TASK OBJECTIVE: Without the pictures, write out all the lines below exactly as they appear.

==================================================

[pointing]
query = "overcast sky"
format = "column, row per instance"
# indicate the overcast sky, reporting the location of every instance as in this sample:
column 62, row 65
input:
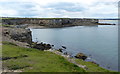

==================================================

OUTPUT BELOW:
[pointing]
query = "overcast sky"
format = "column, row per instance"
# indicate the overcast sky, reporting the location of every instance as in this sample:
column 62, row 65
input:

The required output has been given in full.